### Study material

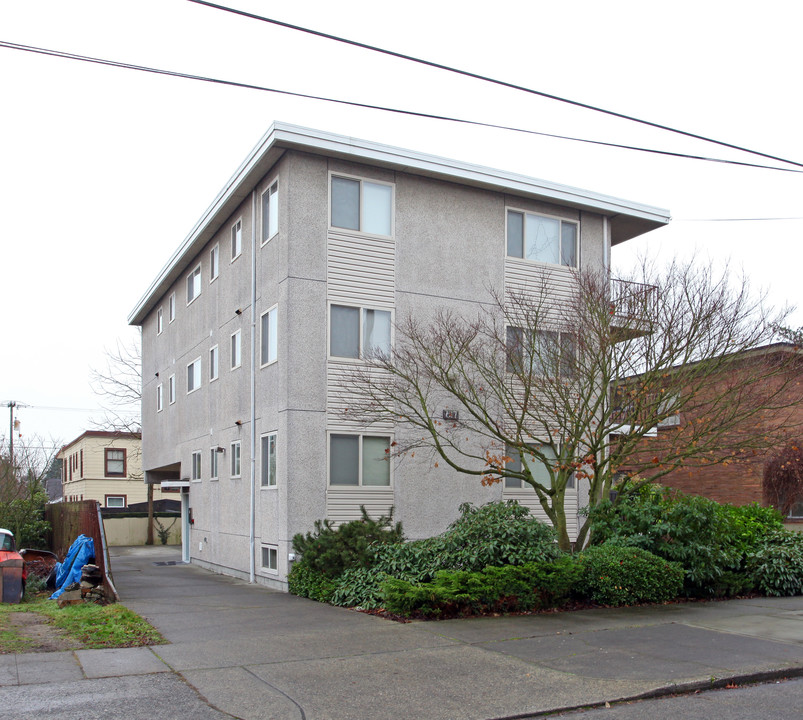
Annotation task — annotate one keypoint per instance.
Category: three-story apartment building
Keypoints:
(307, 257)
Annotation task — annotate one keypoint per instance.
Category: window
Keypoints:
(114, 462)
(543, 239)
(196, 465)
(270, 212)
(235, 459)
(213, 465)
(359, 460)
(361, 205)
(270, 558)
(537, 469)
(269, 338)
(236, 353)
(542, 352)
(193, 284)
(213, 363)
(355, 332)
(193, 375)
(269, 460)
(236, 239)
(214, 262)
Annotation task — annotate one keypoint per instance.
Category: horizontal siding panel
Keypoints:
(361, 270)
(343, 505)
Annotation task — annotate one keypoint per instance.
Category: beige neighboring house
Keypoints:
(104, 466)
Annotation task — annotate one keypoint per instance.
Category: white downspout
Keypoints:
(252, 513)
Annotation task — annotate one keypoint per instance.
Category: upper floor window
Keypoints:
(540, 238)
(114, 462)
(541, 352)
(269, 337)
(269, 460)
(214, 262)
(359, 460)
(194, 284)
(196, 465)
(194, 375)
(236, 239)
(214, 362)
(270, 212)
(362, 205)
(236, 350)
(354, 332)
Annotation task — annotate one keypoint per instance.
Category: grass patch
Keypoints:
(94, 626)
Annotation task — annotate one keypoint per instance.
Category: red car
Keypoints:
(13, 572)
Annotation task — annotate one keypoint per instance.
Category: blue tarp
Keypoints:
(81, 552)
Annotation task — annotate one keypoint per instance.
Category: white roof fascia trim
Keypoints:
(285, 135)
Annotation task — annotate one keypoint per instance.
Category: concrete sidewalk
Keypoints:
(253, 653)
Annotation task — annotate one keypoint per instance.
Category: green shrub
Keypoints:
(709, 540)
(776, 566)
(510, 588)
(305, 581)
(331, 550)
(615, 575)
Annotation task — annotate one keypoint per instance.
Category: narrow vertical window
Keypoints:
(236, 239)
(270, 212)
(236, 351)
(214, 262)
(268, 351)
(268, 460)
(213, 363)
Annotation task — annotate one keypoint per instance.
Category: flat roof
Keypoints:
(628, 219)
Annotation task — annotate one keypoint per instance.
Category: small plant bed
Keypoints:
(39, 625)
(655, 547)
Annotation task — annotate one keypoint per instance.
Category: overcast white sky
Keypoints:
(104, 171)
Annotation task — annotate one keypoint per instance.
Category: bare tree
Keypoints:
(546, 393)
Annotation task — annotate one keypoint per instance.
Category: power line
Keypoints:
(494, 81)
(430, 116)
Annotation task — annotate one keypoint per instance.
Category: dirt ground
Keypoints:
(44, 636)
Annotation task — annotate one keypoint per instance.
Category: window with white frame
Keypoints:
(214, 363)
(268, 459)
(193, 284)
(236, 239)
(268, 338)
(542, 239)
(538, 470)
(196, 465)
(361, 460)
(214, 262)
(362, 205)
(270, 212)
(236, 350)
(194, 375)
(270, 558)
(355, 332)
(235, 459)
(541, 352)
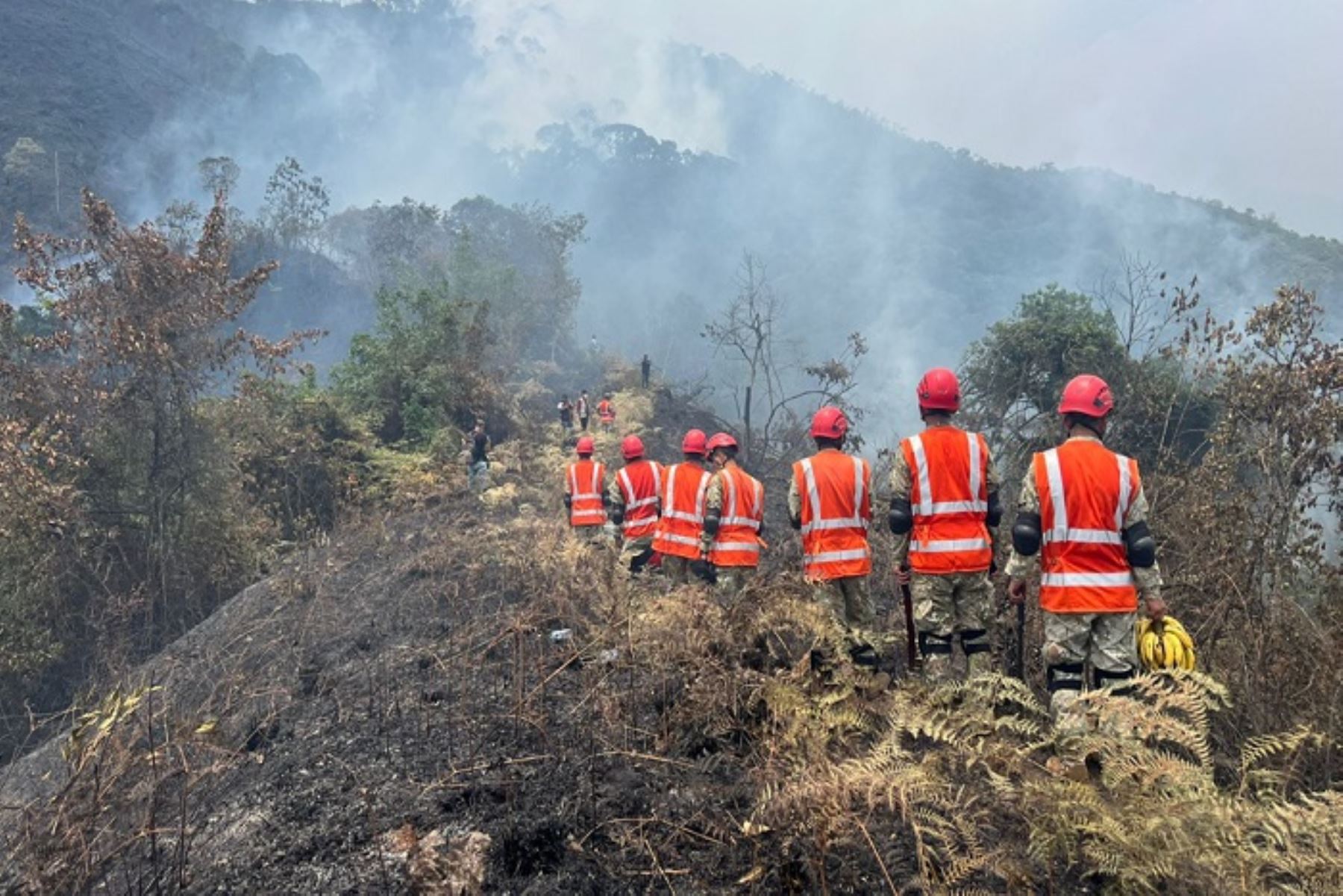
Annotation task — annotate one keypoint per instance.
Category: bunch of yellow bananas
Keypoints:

### What is being asked
I'd like the records above given again exactly, please, without the pictures.

### Final answer
Annotation task — annotate one keypoint per instance.
Category: three-story apartment building
Keypoints:
(307, 257)
Annotation task — annotate one keypoint per instance.
Category: window
Keypoints:
(114, 462)
(543, 239)
(196, 465)
(270, 212)
(235, 459)
(213, 465)
(359, 460)
(361, 205)
(270, 558)
(537, 469)
(269, 338)
(236, 353)
(542, 352)
(193, 284)
(213, 363)
(355, 332)
(193, 375)
(269, 460)
(236, 239)
(214, 262)
Annotation task — annotate one keypoint per instance.
Category: horizontal siding panel
Keypoints:
(361, 270)
(343, 505)
Annotation task — annotate one keypoint per instance.
Category: beige neighboring house
Keypoints:
(104, 466)
Annotation task — annotate one keypoint per instance.
Category: white downspout
Keypoints:
(252, 513)
Annotation task — annotate one keypoint per instance.
Category: upper floor window
Keypoints:
(540, 238)
(114, 462)
(541, 352)
(269, 337)
(269, 460)
(214, 262)
(359, 460)
(194, 284)
(196, 465)
(194, 375)
(236, 239)
(214, 362)
(270, 212)
(362, 205)
(236, 350)
(354, 332)
Annotation task — annotate one keypoint per instance.
Category: grass patch
Keypoints:
(94, 626)
Annotation task — annotate one keypoint per instance.
Category: red car
Keypoints:
(13, 572)
Annotation task — annotate one keypoint per instance.
Category: blue tarp
Keypoints:
(81, 552)
Annotation task — annotate one keypoint per instance.
Category: white roof fascia trim
Keypoints:
(285, 135)
Annotation task — annotate one keypoint per instance.
Category: concrete sidewalk
Keypoints:
(253, 653)
Annotation task — annotate one keypoint per instance.
Category: green shrub
Keypoints:
(709, 540)
(776, 566)
(510, 588)
(305, 581)
(331, 550)
(615, 575)
Annotation task — annotate one keypoint per instance.
Category: narrow vertical window
Keypoints:
(236, 239)
(270, 212)
(236, 351)
(214, 262)
(268, 351)
(268, 460)
(213, 363)
Annotation task — annotate one keypoint per instance.
Category: flat roof
Keypoints:
(628, 219)
Annotation task — annotate one keypoint per instance.
Category: small plant bed
Keypoints:
(39, 625)
(655, 547)
Annotation task — annotate one keypoint per instance.
Category: overcast white sky
Keypoints:
(104, 171)
Annotation task — annotate one keypoint per instance.
Category: bare tree
Keypoints:
(546, 393)
Annotation task — annotate one keypoint per instance.
Category: power line
Keypoints:
(494, 81)
(430, 116)
Annotation task — annotate one keypoint per instance.
Category: dirt ground
Keypoints:
(44, 636)
Annotation task — annotate one keypoint per instance.
Category: window with white frame
Keypoints:
(214, 363)
(268, 459)
(193, 284)
(236, 239)
(268, 338)
(542, 239)
(538, 470)
(196, 465)
(361, 460)
(214, 262)
(362, 205)
(270, 212)
(236, 350)
(194, 375)
(270, 558)
(355, 332)
(235, 459)
(541, 352)
Annotation task — annotate one keypoint per instance.
Category: bunch of yellow bananas
Keypoints:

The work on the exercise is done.